* GOAL:
Repeat the data below between the line holding "Find the light" and the line holding "194, 459, 327, 479", inclusive, leaving out any pictures.

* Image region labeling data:
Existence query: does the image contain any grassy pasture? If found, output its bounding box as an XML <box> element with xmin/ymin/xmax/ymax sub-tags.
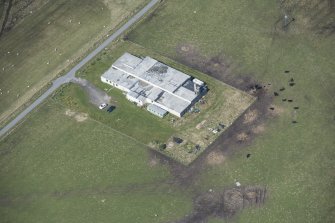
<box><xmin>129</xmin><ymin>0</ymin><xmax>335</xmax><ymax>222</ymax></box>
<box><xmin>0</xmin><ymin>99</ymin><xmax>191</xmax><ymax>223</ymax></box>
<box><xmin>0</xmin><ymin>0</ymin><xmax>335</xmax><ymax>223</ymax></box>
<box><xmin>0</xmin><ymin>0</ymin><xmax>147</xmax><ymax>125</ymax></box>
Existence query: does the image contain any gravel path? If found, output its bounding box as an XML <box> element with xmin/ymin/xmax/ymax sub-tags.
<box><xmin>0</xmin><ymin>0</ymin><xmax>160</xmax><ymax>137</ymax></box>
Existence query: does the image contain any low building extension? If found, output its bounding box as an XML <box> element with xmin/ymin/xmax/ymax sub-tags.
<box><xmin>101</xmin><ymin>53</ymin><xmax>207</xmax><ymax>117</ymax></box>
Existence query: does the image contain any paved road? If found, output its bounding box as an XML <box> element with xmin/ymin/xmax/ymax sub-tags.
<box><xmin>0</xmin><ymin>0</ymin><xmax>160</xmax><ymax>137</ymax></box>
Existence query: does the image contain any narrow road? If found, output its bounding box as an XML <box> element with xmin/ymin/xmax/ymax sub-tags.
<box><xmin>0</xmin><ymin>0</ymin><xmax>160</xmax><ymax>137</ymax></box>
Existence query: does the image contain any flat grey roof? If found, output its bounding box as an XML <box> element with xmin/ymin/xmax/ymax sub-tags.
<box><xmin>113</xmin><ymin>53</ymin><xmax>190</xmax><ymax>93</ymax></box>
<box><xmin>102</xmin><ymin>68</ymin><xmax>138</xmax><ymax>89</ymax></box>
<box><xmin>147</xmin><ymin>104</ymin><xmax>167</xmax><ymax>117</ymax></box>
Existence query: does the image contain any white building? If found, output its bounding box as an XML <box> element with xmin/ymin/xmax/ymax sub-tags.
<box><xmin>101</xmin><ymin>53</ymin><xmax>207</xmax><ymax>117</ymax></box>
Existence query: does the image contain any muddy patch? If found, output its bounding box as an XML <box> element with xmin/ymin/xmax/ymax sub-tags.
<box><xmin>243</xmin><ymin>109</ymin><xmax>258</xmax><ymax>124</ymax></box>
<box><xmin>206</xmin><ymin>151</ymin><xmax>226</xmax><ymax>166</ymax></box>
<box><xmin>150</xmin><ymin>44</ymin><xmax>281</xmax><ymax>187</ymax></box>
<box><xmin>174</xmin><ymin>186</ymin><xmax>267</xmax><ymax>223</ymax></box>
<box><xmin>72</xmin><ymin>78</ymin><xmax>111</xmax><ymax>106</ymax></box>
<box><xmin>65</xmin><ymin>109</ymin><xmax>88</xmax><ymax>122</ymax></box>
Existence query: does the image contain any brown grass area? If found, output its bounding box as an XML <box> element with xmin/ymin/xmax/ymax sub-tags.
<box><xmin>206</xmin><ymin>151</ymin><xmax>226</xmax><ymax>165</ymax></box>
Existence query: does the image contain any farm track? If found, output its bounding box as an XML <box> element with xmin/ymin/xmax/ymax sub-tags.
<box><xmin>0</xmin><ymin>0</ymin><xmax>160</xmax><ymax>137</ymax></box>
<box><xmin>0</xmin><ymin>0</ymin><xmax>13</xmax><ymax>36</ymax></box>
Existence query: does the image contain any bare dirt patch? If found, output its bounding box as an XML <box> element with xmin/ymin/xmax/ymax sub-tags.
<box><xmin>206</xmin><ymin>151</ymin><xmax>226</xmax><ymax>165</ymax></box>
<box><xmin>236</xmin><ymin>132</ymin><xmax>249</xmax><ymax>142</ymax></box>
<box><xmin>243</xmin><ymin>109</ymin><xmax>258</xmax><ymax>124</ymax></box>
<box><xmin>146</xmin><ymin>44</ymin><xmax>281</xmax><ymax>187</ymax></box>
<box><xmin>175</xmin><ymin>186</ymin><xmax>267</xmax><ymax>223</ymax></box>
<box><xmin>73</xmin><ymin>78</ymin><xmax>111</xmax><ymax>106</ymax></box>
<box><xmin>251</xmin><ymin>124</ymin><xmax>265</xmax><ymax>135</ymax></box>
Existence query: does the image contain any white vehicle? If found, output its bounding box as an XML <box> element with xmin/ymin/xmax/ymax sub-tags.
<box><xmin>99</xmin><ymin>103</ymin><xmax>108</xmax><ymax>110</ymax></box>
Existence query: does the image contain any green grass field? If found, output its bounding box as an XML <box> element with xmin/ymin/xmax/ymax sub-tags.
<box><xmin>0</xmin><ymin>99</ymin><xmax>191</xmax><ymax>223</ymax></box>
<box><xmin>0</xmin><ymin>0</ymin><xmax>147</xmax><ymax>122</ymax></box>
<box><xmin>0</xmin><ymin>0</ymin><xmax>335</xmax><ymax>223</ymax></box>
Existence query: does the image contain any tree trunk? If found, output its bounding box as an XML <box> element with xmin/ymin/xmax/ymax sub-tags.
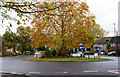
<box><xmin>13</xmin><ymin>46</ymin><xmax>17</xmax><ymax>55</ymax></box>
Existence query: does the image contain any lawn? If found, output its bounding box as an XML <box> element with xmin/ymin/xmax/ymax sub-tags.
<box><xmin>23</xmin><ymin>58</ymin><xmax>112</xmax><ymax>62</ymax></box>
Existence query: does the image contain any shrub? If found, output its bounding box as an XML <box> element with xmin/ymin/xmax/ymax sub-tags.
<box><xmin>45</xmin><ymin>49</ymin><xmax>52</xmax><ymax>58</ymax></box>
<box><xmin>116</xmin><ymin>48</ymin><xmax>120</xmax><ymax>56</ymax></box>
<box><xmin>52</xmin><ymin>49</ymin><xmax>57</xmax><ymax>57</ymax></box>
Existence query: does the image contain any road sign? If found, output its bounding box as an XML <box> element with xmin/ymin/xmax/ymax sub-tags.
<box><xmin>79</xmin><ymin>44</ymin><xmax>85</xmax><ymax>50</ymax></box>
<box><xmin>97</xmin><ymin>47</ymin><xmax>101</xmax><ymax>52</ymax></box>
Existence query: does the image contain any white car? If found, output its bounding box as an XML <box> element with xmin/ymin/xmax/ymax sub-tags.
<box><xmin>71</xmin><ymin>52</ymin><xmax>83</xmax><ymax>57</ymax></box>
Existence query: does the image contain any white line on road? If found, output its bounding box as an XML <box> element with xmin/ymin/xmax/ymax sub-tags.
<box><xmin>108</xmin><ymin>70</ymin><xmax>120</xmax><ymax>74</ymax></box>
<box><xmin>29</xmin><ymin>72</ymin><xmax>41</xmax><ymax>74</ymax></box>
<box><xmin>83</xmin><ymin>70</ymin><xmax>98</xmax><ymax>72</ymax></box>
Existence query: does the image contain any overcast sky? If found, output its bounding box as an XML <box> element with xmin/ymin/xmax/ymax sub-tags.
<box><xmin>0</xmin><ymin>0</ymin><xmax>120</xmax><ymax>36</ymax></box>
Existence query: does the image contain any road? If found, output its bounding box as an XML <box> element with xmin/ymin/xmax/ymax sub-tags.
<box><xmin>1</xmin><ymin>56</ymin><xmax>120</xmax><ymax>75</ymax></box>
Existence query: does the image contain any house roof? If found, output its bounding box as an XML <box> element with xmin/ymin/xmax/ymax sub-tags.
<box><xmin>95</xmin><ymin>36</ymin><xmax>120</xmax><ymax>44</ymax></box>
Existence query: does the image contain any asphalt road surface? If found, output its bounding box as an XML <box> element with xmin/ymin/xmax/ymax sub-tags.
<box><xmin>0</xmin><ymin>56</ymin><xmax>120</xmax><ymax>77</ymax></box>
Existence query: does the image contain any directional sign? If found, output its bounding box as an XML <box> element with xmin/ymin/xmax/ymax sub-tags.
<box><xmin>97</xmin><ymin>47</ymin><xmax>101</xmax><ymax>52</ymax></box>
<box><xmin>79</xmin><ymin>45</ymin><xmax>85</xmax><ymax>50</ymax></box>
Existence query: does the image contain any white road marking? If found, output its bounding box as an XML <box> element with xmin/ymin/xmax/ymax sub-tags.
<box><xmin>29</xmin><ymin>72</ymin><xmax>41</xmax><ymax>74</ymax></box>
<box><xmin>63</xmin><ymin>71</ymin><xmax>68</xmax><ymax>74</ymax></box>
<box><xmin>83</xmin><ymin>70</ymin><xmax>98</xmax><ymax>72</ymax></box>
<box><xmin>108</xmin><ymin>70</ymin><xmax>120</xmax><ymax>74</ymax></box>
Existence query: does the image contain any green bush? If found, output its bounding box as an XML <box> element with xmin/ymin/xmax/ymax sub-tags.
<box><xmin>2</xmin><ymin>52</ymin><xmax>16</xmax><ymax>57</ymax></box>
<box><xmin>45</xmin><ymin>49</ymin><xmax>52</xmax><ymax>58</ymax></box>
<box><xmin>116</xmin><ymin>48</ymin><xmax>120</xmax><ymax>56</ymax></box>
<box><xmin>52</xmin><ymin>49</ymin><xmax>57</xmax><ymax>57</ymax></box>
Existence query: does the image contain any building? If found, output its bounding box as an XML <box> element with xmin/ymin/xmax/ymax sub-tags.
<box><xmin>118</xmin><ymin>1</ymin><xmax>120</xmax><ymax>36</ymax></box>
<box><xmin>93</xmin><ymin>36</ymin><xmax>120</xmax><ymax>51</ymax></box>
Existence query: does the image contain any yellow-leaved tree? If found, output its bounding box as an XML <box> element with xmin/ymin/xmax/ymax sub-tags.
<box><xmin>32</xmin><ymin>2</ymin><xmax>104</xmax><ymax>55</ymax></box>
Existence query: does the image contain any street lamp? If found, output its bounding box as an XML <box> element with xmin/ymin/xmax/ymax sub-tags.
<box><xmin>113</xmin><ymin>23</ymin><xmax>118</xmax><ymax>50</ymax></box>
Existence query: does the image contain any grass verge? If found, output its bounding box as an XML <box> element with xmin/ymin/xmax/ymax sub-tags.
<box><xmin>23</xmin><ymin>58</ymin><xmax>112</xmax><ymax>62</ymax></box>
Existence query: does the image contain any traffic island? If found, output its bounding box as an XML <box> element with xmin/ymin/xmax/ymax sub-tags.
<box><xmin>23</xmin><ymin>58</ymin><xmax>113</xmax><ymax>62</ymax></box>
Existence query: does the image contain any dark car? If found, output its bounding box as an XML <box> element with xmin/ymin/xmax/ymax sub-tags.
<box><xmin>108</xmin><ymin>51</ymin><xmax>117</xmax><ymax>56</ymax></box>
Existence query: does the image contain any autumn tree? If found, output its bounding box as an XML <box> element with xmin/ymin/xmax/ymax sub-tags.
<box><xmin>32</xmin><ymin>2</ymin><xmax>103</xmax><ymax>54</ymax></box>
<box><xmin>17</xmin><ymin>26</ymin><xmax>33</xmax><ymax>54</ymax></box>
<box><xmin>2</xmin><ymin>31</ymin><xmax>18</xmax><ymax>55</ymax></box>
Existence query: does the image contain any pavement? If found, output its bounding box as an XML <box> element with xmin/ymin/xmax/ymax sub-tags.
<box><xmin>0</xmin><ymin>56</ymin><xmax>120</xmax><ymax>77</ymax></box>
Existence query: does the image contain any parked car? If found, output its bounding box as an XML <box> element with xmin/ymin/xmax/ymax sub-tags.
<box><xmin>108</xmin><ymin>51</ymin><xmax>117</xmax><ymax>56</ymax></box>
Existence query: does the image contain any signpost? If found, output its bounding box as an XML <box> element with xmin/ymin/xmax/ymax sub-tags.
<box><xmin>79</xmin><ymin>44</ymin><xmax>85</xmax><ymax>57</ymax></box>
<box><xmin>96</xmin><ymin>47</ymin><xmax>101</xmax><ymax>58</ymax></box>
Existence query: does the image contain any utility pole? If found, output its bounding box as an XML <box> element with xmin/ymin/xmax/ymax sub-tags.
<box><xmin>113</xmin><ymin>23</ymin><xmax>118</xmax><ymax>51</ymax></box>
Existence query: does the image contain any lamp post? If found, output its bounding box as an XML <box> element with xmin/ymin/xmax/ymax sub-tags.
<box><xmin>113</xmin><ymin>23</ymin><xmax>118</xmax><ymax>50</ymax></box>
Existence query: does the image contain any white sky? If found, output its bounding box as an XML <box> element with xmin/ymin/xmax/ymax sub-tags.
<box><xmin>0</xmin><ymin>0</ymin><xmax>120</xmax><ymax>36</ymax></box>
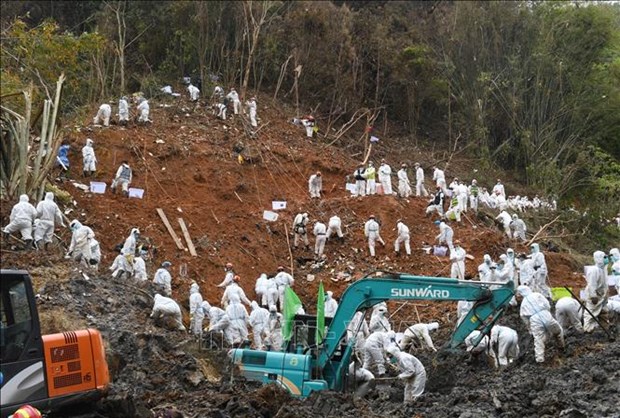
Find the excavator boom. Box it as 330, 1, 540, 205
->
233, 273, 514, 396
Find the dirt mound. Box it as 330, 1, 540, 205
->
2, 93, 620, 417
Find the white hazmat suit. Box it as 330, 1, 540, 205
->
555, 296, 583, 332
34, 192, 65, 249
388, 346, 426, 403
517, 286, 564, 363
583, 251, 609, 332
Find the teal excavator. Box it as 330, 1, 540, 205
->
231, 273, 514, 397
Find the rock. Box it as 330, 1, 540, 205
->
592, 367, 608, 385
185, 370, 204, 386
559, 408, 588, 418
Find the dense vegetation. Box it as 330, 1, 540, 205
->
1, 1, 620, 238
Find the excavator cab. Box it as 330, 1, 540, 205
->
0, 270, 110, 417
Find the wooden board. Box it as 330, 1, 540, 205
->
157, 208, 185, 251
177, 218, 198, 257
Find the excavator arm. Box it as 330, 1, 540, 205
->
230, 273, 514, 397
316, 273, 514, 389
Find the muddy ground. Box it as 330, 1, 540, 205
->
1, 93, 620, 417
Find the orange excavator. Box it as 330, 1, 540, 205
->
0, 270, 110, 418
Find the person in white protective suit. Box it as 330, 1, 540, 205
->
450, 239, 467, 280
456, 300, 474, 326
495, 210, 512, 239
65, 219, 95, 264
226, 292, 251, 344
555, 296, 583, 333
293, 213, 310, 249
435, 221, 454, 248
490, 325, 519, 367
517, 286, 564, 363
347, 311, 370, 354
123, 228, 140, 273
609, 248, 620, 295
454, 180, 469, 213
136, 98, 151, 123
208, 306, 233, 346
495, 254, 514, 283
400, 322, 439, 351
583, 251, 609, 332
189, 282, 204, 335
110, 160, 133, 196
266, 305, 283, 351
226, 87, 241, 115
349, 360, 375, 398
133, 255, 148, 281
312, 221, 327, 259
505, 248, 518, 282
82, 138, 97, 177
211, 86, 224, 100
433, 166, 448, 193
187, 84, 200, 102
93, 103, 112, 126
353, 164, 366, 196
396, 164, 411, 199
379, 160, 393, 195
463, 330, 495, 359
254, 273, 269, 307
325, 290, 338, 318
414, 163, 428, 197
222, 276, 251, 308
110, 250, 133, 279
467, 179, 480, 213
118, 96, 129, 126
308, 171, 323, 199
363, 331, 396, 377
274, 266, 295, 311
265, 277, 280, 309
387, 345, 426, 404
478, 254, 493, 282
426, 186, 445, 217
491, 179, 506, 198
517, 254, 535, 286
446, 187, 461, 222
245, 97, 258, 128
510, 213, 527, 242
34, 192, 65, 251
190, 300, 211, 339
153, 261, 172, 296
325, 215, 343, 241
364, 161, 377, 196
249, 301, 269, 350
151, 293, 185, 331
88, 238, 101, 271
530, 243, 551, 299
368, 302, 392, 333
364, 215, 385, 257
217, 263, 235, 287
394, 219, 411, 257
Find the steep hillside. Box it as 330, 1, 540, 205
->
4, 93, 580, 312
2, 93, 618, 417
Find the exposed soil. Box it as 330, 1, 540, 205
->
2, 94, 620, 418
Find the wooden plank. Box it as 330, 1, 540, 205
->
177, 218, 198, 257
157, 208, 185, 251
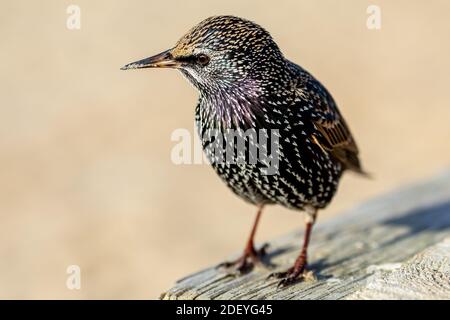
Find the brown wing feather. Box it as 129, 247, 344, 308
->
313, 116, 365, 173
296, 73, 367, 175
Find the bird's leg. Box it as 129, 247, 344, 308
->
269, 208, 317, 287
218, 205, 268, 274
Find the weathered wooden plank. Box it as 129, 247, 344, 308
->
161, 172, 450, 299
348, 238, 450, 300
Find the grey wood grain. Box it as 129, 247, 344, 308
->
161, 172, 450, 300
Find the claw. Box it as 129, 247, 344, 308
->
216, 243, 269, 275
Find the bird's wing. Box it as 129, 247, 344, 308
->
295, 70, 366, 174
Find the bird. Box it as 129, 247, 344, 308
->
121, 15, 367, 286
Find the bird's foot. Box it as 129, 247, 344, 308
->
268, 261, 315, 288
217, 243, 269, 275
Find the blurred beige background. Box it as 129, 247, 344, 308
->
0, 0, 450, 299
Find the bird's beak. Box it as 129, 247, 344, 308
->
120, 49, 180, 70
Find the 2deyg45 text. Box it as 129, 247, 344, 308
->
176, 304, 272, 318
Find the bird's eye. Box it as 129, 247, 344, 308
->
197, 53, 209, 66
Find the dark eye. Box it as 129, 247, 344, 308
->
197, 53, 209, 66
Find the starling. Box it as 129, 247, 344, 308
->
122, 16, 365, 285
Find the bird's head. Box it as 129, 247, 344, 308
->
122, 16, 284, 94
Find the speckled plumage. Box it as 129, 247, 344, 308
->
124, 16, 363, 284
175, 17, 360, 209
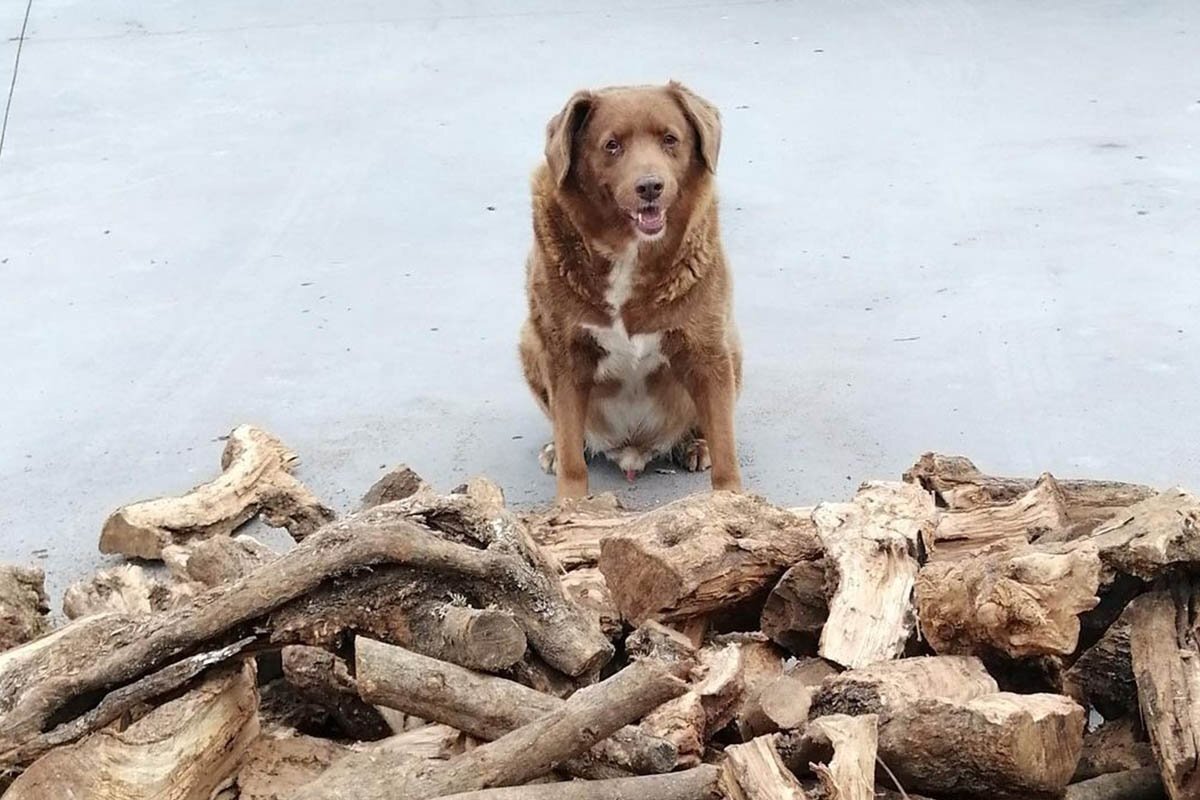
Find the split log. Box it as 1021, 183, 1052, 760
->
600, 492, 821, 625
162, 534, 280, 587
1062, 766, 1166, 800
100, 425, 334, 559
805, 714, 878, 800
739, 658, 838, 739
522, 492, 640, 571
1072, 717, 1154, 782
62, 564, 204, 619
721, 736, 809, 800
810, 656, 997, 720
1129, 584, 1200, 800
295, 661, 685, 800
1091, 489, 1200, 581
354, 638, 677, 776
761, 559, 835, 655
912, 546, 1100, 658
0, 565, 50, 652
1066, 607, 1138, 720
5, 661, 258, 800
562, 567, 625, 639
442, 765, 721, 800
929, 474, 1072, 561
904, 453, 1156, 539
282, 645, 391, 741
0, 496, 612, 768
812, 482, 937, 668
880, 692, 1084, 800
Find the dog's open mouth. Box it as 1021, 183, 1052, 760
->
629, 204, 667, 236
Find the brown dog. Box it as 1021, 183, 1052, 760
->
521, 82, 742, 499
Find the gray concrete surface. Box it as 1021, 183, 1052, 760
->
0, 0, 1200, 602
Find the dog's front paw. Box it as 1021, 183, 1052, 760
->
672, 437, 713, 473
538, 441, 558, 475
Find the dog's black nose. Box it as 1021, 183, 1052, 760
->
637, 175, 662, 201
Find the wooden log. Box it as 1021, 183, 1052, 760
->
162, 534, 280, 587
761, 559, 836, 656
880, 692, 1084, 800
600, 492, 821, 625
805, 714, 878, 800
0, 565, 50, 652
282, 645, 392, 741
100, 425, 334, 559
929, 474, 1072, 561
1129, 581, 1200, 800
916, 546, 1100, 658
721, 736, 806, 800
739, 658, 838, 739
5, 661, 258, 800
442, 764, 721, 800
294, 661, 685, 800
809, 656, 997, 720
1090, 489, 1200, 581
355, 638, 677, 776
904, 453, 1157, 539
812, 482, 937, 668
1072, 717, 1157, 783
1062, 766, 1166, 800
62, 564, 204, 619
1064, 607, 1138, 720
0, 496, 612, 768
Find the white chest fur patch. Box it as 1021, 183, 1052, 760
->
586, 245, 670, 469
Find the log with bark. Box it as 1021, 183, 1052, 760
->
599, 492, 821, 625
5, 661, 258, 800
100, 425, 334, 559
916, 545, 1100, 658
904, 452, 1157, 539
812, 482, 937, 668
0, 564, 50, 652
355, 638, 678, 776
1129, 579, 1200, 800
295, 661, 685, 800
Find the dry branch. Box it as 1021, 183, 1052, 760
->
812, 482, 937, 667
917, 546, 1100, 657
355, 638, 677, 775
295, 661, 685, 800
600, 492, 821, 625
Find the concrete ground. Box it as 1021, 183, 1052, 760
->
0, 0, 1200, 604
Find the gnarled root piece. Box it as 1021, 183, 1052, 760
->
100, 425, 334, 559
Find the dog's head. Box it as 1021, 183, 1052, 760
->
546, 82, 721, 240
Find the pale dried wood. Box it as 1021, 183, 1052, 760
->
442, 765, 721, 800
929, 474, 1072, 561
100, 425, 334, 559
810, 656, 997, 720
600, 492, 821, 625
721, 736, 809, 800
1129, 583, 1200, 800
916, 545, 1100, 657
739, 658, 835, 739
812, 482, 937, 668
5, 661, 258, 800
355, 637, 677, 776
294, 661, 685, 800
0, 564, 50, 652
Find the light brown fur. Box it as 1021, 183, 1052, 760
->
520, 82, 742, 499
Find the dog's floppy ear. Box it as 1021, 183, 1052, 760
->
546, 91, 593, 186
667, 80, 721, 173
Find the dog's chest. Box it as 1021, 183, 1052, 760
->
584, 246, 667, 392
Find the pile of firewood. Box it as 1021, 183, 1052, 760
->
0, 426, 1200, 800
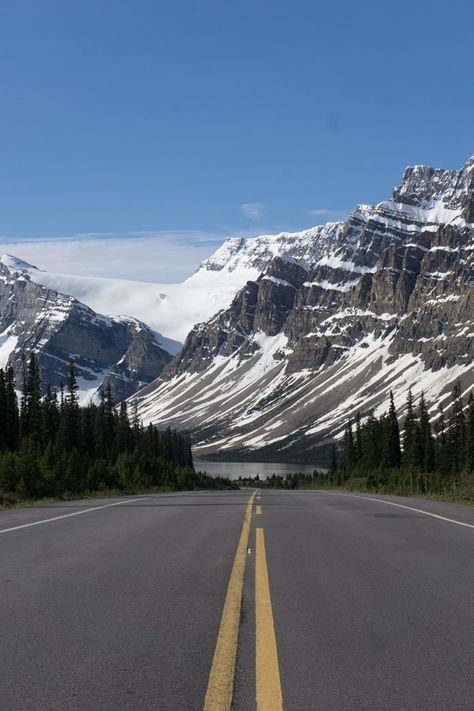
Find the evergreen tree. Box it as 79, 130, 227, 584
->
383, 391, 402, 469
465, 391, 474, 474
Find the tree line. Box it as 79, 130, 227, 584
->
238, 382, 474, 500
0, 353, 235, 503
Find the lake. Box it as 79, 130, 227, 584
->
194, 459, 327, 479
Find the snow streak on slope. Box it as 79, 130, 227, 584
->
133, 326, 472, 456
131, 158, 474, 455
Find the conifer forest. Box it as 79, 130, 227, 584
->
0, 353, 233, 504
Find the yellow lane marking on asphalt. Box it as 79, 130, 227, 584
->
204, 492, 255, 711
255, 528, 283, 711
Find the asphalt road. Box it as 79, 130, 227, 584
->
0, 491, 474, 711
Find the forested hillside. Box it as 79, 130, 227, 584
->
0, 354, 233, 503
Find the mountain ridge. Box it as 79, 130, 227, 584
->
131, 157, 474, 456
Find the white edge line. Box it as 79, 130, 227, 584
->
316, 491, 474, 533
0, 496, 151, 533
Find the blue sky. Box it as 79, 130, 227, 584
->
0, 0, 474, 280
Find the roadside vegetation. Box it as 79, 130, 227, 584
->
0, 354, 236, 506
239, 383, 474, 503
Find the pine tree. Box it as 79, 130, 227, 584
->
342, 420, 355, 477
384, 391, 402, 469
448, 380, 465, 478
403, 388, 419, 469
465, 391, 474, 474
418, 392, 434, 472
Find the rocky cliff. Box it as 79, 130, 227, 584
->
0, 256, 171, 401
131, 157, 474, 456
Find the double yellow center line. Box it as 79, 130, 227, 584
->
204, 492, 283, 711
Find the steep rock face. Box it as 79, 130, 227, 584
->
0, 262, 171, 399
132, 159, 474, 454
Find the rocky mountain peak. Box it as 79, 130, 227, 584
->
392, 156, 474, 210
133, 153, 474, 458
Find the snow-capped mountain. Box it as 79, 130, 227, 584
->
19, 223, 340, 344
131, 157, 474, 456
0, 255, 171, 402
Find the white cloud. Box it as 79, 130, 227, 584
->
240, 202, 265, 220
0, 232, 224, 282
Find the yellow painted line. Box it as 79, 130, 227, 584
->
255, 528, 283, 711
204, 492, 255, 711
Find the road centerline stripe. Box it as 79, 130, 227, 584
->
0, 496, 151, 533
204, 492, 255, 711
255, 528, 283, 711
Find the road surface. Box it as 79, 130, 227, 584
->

* FULL SOLUTION:
Find the light brown fur. Box it as 1021, 183, 1052, 760
->
520, 82, 742, 499
Find the dog's floppy ear. Box it as 1021, 183, 1052, 760
->
546, 91, 593, 186
667, 80, 721, 173
Find the dog's chest. Box it as 1021, 183, 1052, 760
->
584, 246, 667, 392
Find the pile of firewood. Box it as 1021, 183, 1052, 760
->
0, 426, 1200, 800
Find the evergreen tree. Box it as 79, 130, 227, 584
->
383, 391, 402, 469
465, 391, 474, 474
Find the tree line. Box it as 79, 130, 227, 584
->
238, 382, 474, 500
0, 353, 235, 503
Find the lake. Box it as 79, 130, 227, 584
->
194, 459, 327, 479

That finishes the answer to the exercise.